- EXERCISE: Copy the material below word for word, from its start through the line that contains "column 403, row 523", with that line included. Leave the pictures out of your copy.

(Dataset rows showing where objects appear)
▶
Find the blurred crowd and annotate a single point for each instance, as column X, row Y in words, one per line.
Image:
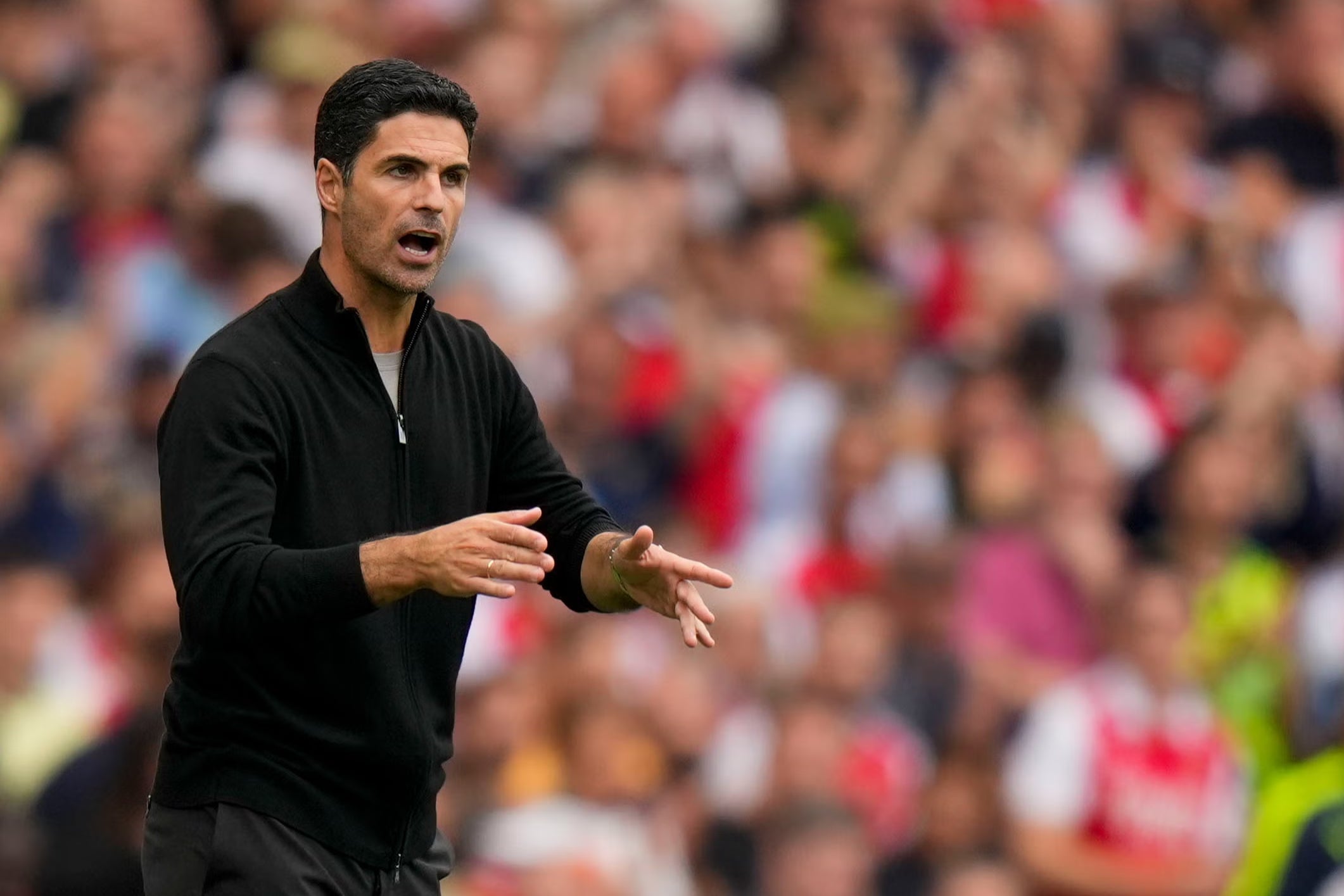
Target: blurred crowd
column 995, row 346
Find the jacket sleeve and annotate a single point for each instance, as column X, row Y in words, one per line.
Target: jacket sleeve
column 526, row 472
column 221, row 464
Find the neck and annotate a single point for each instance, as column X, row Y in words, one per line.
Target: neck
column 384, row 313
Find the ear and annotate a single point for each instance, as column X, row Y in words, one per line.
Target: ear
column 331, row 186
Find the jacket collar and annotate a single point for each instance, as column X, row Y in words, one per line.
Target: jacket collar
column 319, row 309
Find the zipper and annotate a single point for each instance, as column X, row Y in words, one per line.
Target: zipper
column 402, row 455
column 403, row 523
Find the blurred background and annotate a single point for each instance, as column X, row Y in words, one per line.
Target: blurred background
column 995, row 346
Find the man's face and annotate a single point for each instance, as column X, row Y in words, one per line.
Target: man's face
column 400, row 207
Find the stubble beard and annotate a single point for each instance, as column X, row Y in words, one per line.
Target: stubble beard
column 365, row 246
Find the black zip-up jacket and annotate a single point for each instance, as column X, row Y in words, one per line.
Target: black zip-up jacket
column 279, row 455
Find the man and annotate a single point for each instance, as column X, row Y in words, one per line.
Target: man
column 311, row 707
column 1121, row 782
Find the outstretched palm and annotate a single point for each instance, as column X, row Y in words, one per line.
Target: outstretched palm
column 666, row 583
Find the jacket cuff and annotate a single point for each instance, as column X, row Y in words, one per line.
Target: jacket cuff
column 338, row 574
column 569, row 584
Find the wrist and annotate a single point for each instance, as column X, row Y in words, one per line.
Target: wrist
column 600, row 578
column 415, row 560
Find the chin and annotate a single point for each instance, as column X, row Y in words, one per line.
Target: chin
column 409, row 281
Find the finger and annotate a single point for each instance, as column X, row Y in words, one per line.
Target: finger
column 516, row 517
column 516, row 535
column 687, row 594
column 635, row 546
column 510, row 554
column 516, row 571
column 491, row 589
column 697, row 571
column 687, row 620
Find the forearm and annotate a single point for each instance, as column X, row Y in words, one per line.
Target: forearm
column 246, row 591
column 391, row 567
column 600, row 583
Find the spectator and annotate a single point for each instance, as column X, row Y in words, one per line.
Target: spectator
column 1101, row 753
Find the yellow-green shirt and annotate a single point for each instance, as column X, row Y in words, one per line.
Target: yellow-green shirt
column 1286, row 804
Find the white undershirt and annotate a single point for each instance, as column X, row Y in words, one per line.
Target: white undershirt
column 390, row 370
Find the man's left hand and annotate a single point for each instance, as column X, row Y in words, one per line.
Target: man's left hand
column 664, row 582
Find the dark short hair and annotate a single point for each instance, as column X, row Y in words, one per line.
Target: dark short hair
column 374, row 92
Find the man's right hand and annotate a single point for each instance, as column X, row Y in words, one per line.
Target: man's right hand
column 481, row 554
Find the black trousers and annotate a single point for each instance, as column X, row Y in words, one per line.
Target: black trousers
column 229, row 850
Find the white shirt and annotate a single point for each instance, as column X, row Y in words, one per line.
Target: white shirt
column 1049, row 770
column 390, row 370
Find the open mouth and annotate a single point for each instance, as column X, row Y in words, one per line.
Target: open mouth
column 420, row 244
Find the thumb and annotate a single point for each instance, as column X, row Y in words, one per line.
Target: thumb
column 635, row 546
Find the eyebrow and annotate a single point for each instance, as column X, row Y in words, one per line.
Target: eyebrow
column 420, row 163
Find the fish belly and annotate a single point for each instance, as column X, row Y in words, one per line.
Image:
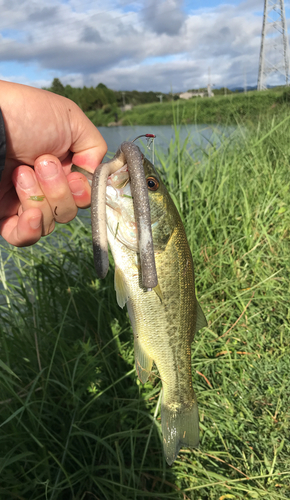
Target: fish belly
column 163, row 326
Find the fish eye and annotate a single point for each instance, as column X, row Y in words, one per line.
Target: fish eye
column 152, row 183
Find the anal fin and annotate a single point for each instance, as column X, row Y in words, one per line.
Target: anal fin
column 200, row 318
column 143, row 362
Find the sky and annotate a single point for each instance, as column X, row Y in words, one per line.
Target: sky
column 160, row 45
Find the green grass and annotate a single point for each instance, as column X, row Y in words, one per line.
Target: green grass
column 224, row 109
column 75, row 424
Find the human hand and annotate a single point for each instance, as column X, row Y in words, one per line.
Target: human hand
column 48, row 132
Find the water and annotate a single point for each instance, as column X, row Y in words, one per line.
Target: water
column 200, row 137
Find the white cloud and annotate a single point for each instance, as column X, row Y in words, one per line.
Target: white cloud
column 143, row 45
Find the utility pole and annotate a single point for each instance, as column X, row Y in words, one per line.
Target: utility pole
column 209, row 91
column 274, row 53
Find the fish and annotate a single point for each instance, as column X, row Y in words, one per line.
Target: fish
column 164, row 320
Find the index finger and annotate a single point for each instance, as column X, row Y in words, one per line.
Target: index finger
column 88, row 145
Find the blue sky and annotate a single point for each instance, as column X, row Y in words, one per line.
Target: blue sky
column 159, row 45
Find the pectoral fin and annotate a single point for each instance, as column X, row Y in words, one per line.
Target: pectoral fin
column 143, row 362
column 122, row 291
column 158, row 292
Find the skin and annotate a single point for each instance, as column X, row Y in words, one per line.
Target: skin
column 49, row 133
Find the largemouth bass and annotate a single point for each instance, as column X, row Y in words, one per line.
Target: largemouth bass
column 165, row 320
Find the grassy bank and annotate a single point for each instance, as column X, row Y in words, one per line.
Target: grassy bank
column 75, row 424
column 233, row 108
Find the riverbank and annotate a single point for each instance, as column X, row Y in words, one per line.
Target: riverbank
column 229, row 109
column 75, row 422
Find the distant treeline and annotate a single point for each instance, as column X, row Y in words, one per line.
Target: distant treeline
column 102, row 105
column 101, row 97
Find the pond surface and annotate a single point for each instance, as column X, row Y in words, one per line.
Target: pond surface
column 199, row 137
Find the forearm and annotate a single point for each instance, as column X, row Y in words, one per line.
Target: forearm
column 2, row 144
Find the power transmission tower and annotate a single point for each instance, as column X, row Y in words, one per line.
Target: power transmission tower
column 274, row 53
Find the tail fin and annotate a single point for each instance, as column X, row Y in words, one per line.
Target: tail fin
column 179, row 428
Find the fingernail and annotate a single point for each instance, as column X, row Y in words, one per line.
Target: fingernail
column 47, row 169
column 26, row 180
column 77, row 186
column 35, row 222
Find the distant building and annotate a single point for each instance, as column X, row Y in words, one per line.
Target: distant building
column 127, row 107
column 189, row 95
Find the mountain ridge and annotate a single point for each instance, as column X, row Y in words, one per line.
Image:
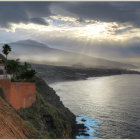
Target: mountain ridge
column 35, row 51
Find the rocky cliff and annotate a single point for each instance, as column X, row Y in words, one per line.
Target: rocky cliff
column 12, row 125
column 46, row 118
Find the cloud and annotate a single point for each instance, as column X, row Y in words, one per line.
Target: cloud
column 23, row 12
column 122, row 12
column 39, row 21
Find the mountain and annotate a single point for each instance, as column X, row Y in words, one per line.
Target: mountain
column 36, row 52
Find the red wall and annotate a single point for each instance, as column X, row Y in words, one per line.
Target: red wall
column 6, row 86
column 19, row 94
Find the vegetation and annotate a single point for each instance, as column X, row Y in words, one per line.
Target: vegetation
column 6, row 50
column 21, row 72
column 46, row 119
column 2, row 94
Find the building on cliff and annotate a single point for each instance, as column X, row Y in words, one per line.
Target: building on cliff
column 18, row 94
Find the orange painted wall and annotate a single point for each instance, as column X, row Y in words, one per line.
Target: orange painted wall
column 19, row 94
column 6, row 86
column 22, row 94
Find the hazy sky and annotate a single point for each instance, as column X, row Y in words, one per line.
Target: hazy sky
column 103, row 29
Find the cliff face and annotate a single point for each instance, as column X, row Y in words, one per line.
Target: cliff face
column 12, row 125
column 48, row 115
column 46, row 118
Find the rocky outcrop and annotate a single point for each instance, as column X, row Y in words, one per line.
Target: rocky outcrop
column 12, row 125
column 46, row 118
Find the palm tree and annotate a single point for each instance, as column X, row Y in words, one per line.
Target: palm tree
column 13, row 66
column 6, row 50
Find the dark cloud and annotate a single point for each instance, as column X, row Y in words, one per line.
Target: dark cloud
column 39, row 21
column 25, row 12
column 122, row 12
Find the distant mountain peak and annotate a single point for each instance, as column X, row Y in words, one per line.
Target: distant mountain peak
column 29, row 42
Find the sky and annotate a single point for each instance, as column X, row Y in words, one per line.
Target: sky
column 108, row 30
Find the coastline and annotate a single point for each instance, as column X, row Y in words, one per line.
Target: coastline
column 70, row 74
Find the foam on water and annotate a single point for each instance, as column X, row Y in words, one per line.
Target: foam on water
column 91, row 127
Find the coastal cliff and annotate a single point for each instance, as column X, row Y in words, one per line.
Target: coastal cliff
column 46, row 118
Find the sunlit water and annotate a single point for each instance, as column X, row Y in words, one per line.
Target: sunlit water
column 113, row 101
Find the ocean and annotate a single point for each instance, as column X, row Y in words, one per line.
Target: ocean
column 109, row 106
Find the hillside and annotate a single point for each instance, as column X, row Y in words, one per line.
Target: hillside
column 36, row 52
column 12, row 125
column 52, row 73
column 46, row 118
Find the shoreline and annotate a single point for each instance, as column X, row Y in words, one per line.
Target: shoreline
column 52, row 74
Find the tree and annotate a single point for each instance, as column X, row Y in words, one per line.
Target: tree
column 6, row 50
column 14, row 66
◀
- OUTPUT:
Find the blurred crowd and annotate a single point for each instance, as column X, row Y in words, one per line.
Image:
Target: blurred crowd
column 995, row 346
Find the jacket sleeve and annotate a single point for each instance, as column X, row Y in words, one per line.
Target: jacket sleeve
column 526, row 472
column 221, row 464
Find the neck and annotate a single point for each instance, as column X, row Y in words, one per line.
Target: neck
column 384, row 313
Find the ear and annotate a single point for each instance, as column X, row Y in words, one per line.
Target: ear
column 331, row 186
Find the jacket collar and annotate a single point for each instance, as column X, row Y in words, one per line.
Target: jacket collar
column 319, row 309
Find the zipper and annotate a single point for each instance, as column X, row Y in words, one per line.
Target: zipper
column 402, row 455
column 403, row 523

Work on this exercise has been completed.